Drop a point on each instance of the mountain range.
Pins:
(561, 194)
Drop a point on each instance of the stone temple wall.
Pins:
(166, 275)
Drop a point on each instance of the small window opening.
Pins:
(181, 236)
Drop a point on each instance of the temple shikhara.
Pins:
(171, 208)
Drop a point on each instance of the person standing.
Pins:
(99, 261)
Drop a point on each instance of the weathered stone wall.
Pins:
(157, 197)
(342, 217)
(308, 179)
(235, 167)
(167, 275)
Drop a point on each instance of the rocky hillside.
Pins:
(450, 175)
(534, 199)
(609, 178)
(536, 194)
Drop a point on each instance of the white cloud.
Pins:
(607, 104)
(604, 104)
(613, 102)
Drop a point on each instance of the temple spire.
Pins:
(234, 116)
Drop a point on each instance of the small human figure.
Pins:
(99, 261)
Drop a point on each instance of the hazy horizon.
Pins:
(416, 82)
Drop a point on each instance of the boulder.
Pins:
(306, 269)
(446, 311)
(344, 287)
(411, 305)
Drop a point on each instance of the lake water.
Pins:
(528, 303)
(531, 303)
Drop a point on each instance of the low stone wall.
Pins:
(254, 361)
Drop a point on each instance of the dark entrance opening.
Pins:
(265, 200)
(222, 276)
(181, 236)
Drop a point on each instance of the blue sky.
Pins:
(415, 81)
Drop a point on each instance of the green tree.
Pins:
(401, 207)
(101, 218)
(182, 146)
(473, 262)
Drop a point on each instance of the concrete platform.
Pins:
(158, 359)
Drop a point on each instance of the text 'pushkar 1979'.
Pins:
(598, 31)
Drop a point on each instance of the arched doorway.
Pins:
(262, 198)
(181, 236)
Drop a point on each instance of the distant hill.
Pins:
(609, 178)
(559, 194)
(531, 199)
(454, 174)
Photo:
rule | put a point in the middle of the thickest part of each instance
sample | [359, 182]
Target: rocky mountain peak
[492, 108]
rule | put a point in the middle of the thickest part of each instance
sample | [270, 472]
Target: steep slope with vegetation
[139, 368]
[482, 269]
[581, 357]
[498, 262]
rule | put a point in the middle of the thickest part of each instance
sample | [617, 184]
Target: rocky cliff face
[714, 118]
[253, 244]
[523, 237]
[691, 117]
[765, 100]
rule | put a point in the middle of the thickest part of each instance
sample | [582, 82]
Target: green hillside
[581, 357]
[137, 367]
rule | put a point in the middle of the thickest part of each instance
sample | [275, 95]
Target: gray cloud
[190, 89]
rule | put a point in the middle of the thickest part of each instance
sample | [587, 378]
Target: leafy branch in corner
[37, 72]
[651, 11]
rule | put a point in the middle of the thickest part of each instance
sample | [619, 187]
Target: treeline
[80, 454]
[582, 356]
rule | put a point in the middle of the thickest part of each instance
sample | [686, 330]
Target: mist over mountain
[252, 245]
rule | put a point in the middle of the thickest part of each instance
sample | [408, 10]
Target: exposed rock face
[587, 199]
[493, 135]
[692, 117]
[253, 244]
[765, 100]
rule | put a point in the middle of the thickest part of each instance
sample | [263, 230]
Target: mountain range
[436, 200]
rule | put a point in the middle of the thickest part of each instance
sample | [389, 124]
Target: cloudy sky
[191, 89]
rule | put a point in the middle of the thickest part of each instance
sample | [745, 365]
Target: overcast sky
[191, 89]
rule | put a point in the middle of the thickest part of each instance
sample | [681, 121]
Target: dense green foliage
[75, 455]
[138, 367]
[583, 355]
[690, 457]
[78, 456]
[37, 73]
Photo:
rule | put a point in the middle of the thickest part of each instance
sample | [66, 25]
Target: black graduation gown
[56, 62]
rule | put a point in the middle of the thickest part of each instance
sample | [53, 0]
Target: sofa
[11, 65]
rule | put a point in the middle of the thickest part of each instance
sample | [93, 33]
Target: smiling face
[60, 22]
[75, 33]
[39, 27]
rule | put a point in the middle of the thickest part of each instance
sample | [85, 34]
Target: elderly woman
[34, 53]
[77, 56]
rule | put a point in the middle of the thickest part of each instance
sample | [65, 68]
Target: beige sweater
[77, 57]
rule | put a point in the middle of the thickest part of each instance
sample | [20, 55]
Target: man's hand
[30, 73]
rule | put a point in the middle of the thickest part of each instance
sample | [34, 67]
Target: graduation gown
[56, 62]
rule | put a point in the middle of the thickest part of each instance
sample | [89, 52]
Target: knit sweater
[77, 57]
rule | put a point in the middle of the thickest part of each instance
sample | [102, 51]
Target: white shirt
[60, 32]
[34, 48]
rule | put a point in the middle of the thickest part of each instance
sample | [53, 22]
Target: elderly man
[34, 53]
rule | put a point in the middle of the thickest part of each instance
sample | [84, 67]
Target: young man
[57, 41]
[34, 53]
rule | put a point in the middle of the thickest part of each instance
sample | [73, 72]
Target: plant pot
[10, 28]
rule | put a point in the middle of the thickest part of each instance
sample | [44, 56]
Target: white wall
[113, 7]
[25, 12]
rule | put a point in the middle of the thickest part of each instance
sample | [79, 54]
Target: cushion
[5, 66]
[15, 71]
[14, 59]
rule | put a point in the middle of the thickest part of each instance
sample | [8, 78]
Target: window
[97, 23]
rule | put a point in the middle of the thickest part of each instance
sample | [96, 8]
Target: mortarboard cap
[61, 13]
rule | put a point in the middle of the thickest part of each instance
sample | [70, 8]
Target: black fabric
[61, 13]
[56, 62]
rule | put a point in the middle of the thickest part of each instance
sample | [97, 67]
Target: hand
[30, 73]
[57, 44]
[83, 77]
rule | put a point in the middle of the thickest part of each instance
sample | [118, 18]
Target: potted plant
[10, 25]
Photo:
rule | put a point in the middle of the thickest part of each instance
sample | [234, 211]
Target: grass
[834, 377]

..........

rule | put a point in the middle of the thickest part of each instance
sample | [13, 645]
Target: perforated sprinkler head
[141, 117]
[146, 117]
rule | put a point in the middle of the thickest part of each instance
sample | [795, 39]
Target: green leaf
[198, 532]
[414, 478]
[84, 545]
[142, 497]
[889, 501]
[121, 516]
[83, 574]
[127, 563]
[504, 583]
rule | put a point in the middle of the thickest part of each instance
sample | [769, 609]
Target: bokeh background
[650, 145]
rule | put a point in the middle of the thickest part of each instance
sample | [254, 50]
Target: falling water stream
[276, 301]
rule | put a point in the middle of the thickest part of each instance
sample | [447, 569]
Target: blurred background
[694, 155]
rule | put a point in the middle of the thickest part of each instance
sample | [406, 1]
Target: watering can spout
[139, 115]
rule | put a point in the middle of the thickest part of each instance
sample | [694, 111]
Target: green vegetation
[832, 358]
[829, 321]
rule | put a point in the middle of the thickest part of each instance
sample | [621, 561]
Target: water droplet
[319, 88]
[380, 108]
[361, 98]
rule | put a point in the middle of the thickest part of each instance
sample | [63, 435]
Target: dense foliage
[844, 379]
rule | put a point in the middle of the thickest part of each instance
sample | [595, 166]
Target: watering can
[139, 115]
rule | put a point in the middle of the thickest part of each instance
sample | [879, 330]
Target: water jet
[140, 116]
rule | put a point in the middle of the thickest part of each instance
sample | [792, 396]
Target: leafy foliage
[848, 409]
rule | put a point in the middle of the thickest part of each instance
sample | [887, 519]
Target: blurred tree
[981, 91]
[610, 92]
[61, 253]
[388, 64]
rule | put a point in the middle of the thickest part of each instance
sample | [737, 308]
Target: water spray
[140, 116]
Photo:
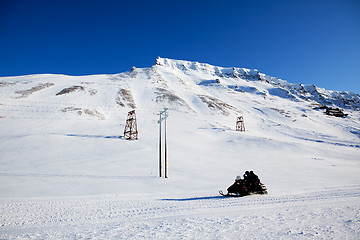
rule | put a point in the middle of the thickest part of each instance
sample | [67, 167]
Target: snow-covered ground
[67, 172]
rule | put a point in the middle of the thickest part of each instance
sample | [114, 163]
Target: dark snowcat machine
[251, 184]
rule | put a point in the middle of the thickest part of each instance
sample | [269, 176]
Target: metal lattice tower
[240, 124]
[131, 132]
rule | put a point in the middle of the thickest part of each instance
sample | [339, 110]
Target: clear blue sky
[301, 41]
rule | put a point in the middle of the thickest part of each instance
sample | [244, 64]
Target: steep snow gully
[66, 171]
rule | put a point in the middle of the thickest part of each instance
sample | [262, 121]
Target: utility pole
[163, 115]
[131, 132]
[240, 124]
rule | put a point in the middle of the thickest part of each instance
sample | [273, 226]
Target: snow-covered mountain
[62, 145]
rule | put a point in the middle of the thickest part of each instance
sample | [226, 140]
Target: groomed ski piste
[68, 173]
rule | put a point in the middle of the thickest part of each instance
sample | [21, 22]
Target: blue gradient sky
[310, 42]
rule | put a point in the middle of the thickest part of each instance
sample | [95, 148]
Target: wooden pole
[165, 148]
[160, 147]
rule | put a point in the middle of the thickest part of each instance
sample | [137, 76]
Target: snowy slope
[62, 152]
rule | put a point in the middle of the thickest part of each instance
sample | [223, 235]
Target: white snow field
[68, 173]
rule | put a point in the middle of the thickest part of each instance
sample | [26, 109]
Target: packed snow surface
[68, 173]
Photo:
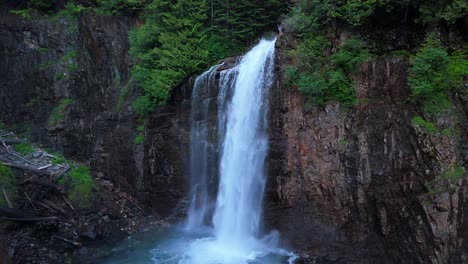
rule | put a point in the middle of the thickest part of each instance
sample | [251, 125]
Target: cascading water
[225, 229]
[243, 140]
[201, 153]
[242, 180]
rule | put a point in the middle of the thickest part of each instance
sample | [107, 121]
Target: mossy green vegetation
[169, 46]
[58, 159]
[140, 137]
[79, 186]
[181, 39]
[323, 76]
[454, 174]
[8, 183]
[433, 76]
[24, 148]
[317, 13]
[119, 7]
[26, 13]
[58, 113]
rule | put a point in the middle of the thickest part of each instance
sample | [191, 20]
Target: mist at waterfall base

..........

▸ Exercise brief: Of the lines above, quote exactly those from the one with "sample | [273, 226]" through the one with "sample | [107, 121]", ends included; pictures stay out.

▸ Answer section:
sample | [273, 226]
Target: snow-covered mountain
[62, 145]
rule | put a point in the middle of the thickest part of each instance
sample | [226, 140]
Target: groomed ski piste
[68, 173]
rule | put a point in the middle of the thickest part of each instance
sample | [21, 22]
Target: blue gradient sky
[310, 42]
rule | put a point in the middle of the thickest part of each instance
sample | [95, 148]
Target: wooden pole
[165, 148]
[160, 147]
rule | put a point in the middle of the thickest part of each instance
sample | [137, 76]
Target: snowy slope
[62, 152]
rule | put a point in the middle of the thickest part of each instance
sample | [223, 235]
Target: white snow field
[68, 173]
rule | put a point in the middle of the thickest part of each instance
sample | [26, 109]
Target: packed snow surface
[68, 173]
Photo:
rule | put a point in the middle of the thickest part of each instance
sample | [251, 125]
Target: cascading water
[225, 229]
[243, 140]
[201, 153]
[242, 180]
rule | put a point in the middle of the thickest part of each instance
sample | [107, 121]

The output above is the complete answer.